**Text block:**
— START —

Inside the Economic Playbook Shaping 2026
I want to walk through what I’m seeing in the economy right now - not from a political angle, and not from a Wall Street one - but in a way that reads beyond the headlines and shows how it will actually affect real life.
Because when the conversation gets too technical, most people either tune out…
or they blindly trust headlines that were written for clicks... not for understanding.
Neither helps.
So, let’s zoom out first.
The Big Picture
I think about the U.S. economy like driving on the expressway.
Everybody likes going faster. When traffic is moving, the ride feels easier.
Businesses hire. People spend. Confidence improves. Everyone is happy.
But anyone who has ever driven knows this simple truth:
The faster you go, the more risk starts creeping in.
At 55 miles per hour, you have room for error.
At 85 miles per hour, one small mistake becomes a big problem.
The economy works the same way.
Growth is the speed.
Inflation is the risk.
You can still drive… but the harder you push it, the less margin you have before something breaks.
And the job of policymakers - whether we agree with them or not - is to keep the economy moving forward without overheating the engine.
That’s why these 3 recent White House decisions make more sense when you view them as one playbook:
Make borrowing less painful without waiting on the Federal Reserve
Keep energy prices steady so inflation doesn’t spike
Plug obvious leaks in government spending instead of raising taxes
Each one matters on its own.
Together, they tell a very clear story.
Move #1: Making Borrowing Cheaper Without Waiting on the Fed
Housing isn’t the economy, but it’s one of the most important ways money actually moves through it.
When housing slows down, the ripple effect is immediate and very real:
Fewer people buy homes
Fewer people move (which slows down everything from furniture to appliances to home services)
Builders pull back
Contractors get fewer calls
A large slice of everyday economic activity goes quiet
That’s why mortgage rates matter so much. And right now, they’re still high enough to keep a lot of people on the sidelines.
Here is where the Federal Reserve fits into the puzzle (and where it doesn’t).
The Federal Reserve absolutely influences mortgage rates.
But it doesn’t control them the way most people think it does.
The Fed sets short-term interest rates. That shapes the overall rate environment and investor expectations, but it actually has little (and sometimes opposite) influence on long term mortgage rates.
Mortgage rates themselves are priced by the market - based on inflation expectations, bond yields, and most importantly: how much demand there is in the secondary mortgage market.
So when the Fed is hesitant to cut aggressively, it doesn’t mean mortgage rates can’t come down. It just means a different variable needs to be the focus.
That’s where a different lever comes into play.
Enter Federal National Mortgage Association (AKA Fannie Mae and Freddie Mac).
Here’s a way to think about it that most people can relate to.
Imagine a 19 year old applying for a car loan.
On their own, the bank might approve them - but with a high interest rate - because the bank is risking their capital on a 19-year-old “kid.” Now imagine a parent steps in and says:
“If they ever miss a payment, I’ve got it covered. I’ll take the risk.”
What happens?
The bank gets a lot more comfortable.
They’re willing to extend more credit.
And they can offer better terms - not because they’re generous, but because they no longer carry the risk.
That’s essentially what Fannie Mae and Freddie Mac do in the mortgage market.

— END —

**Given request 1:** In the economic playbook text, rewrite the paragraph beginning "Mortgage rates themselves are priced by the market" as a short bulleted list that keeps its main facts.
**Given request 2:** In the economic playbook text's comparison of the economy to driving on the expressway, what does growth stand for?
**Given request 3:** Resume the economic playbook text, picking up right after its last sentence about what Fannie Mae and Freddie Mac do in the mortgage market.

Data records

— START —

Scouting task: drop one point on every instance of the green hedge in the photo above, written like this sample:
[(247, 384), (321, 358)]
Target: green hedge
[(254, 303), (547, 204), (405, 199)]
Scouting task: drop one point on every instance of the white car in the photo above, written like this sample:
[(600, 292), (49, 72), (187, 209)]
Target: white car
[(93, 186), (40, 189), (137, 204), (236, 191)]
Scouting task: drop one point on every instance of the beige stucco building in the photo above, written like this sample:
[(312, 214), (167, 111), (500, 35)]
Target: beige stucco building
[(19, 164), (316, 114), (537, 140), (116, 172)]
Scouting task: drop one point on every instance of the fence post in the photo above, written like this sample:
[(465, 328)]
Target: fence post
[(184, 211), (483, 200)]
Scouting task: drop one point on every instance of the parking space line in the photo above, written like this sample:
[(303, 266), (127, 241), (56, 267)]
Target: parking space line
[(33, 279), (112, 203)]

— END —

**Written response 1:**
- The market, not the Fed, prices mortgage rates.
- The factors are inflation expectations and bond yields.
- The most important factor is demand in the secondary mortgage market.

**Written response 2:** Growth stands for the speed.

**Written response 3:**
When they step in more aggressively, buying more mortgages in the secondary market, it reduces the risk lenders take when they issue new home loans. And when lenders feel more protected on the back end, they’re more willing to compete and extend loans on the front end.
That risk relief is what creates competitive pressure among lenders - pushing mortgage rates lower...
even if the Fed doesn’t cut rates.
This strategy targets mortgage rates directly and is much more powerful than Fed meetings or messaging - because it changes the plumbing of the housing finance system itself.
Why this matters in everyday life:
If mortgage rates drop, even modestly, the effects show up quickly:
More families qualify for homes
Refinancing becomes possible again
Transactions pick up
Home values stabilize instead of sliding
Confidence improves
And confidence matters, because the housing market is emotional as much as it is financial.
And here’s the catch: this plan works. That’s why they’re doing it.
but it isn’t free.
Easier borrowing brings more buyers, and more buyers bring higher prices.
This feels good at first… but then expensive later.
That’s the expressway problem:
picking up speed feels good - until the gauges on the dash start flashing.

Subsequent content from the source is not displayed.